**DIRECTIVE:**
Could you return each line of the records below unchanged, character for character?

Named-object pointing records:
================================

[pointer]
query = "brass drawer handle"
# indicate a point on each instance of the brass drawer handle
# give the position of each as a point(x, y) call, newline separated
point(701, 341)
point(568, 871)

================================

**RESPONSE TO THE TASK:**
[pointer]
query = "brass drawer handle"
# indicate a point on each instance of the brass drawer handle
# give the position of each as a point(x, y) call, newline separated
point(701, 341)
point(568, 871)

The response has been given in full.